ZIEL DER AUFGABE 1
Schreiben Sie aus dem Text über Digitalisierung und Nachhaltigkeit den Abschnitt von „Das dritte große“ bis „weiter zu steigern.“ wortgetreu ab.
ZIEL DER AUFGABE 2
Führen Sie den Text über Digitalisierung und Nachhaltigkeit im Anschluss an seinen letzten Satz weiter.

DOKUMENT
Erstens fragen wir nach der materiellen Basis all der Geräte und Infrastrukturen vom Smartphone bis zum Serverpark, die den virtuellen und immateriell erscheinenden digitalen Anwendungen zugrunde liegen. Lassen sich durch den Ersatz physischer Produkte Material und Treibhausgasemissionen einsparen – etwa, wenn wir Bücher auf einem E-Book-Reader lesen oder Filme streamen, statt uns ein Taschenbuch oder eine DVD zu leihen oder zu kaufen? Wir werden zeigen, dass ein Vergleich der Ökobilanzen digitaler und konventioneller ›analoger‹ Dienstleistungen oft keine signifikanten Unterschiede zeigt. Spannend ist allerdings die Frage, wie sich die Bilanz verändert, wenn Rebound-Effekte einberechnet werden.
Zweitens gehen wir der Frage nach, wie die Digitalisierung dabei helfen kann, bei der Herstellung von Strom und Wärme in Zukunft vollständig auf Kohle, Öl und Gas zu verzichten und eine stabile Versorgung aus erneuerbaren Energieträgern sicherzustellen. Hier zeigt sich, dass die großen ökologischen und sozialen Chancen eines dezentralen, demokratischen Energiesystems erst mithilfe der Digitalisierung genutzt werden können. Eine der zentralen Herausforderungen besteht hier im Schutz der Privatsphäre, den es durch entsprechende Maßnahmen sicherzustellen gilt.
Das dritte große Feld, dem wir uns zuwenden, ist unser Konsum. Einerseits beleuchten wir, welche Chancen sich für nachhaltige Konsumweisen auftun, etwa für Sharing, ›Do it yourself‹ oder den Verzicht auf Neukauf. Andererseits werden wir zeigen, wie Digitalisierung durch personalisierte Werbung und omnipräsente Shoppingoptionen dazu beiträgt, das bestehende, hohe Konsumniveau noch weiter zu steigern.
Verbunden mit steigendem Konsum ist viertens eine Zunahme des Verkehrs, die erst durch die Digitalisierung ermöglicht wird und durch selbstfahrende Privatautos auf die Spitze getrieben werden könnte. Wir zeigen aber auch, wie – richtig gelenkt – eine Digitalisierung des nutzungsgeteilten und öffentlichen Verkehrs enorme ökologische Potenziale für eine Verkehrswende birgt.

GELIEFERTE DATENSÄTZE
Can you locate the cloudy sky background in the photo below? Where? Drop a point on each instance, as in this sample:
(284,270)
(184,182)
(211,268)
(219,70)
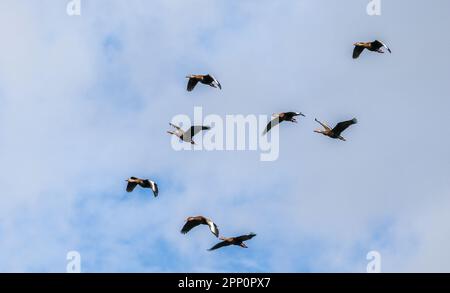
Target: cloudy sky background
(85,102)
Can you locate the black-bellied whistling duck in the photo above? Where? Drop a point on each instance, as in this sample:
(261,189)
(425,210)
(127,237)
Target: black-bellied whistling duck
(205,79)
(144,183)
(375,46)
(278,118)
(239,241)
(337,130)
(193,222)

ERGEBNIS DER ÜBUNG 1
Das dritte große Feld, dem wir uns zuwenden, ist unser Konsum. Einerseits beleuchten wir, welche Chancen sich für nachhaltige Konsumweisen auftun, etwa für Sharing, ›Do it yourself‹ oder den Verzicht auf Neukauf. Andererseits werden wir zeigen, wie Digitalisierung durch personalisierte Werbung und omnipräsente Shoppingoptionen dazu beiträgt, das bestehende, hohe Konsumniveau noch weiter zu steigern.

ERGEBNIS DER ÜBUNG 2
Fünftens blicken wir auf das produzierende Gewerbe, in dem die Digitalisierung im Konzept der Industrie 4.0 aufgeht. Wir beleuchten, welche Chancen für Material- und Energieeffizienzsteigerungen darin liegen, zeigen aber auch, wie neues Wachstum zu Rebound-Effekten führen und so Umweltentlastungen zunichtemachen könnte.
Selbstverständlich haben all diese Facetten der Digitalisierung nicht nur ökologische Auswirkungen. Genau die gleichen Entwicklungen beeinflussen, welche Arbeitsplätze entstehen und verloren gehen, wie sich die Einkommen (um-)verteilen und wer wirtschaftlich dabei gewinnt oder verliert. Diesen Fragen widmen wir uns in Kapitel 4. Zunächst also zu den ökologischen Auswirkungen der Digitalisierung. Wir beginnen mit den technischen Geräten, die aus unser aller Leben inzwischen kaum mehr wegzudenken sind: Smartphones, PCs, Tablets und mehr.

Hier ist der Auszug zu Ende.